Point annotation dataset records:

━━━━━━━━━━

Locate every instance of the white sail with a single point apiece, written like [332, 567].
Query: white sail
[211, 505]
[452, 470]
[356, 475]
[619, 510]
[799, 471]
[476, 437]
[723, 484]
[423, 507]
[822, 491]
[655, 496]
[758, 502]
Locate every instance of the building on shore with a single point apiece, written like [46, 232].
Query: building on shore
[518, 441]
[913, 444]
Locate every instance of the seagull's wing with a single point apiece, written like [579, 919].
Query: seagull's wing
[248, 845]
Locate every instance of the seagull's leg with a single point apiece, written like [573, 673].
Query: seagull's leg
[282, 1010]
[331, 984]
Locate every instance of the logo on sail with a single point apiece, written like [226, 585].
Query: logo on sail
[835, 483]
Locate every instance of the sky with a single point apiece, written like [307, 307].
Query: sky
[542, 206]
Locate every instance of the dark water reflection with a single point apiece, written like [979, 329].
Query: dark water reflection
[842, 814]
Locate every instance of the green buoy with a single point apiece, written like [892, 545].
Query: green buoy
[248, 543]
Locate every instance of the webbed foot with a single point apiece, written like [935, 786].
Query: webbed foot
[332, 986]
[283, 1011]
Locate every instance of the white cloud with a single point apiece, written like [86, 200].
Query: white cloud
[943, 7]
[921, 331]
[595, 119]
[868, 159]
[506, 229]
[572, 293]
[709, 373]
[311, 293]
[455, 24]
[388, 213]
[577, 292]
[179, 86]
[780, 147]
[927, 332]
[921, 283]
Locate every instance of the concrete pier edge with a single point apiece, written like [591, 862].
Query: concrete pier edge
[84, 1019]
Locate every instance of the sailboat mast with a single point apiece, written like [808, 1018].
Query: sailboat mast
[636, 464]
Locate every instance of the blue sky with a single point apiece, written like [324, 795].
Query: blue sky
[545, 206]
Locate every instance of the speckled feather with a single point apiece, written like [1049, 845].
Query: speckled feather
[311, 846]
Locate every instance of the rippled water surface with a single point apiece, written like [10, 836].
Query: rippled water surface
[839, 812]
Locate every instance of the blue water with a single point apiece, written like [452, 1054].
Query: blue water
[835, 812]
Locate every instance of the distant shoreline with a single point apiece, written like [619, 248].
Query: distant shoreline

━━━━━━━━━━

Please reproduce every line of the data from its start through the line containing "[283, 1011]", both ends included, with each coordinate in the answers scaled by 1.75 and rounded to a whole number, halves going up. Numbers in the requests and their sample formats stay unchanged.

Locate every instance of the white sail with a single point apiece, written like [332, 567].
Query: white sail
[369, 884]
[791, 823]
[623, 831]
[1083, 893]
[1398, 824]
[833, 765]
[1265, 847]
[740, 887]
[1439, 859]
[1146, 868]
[1327, 879]
Locate every instance of the building on shore with a single point apiece, written like [46, 232].
Query: building on shore
[907, 772]
[1598, 777]
Locate every instance of the seagull's wing with a single point apiece, written like [579, 919].
Query: seagull's wing
[434, 1479]
Locate every instance of the seagull's leg with a single point apiece, written like [573, 673].
Query: seagull's leg
[494, 1768]
[579, 1722]
Locate every instance of the logo on sail with a single point apiece, written like [226, 585].
Query: logo on sail
[1461, 845]
Locate every instance of the sky with a single point apiece, written like [307, 307].
Query: sky
[949, 361]
Locate every instance of the dark water reflection with a single point apiece, written like [979, 329].
Query: dark water reflection
[1474, 1425]
Locate every instance of the green buoy with a single point apiece, written like [892, 545].
Query: green buoy
[434, 950]
Locate every instance of the webbed foot with a single point apiece, written like [935, 786].
Query: webbed foot
[581, 1726]
[495, 1769]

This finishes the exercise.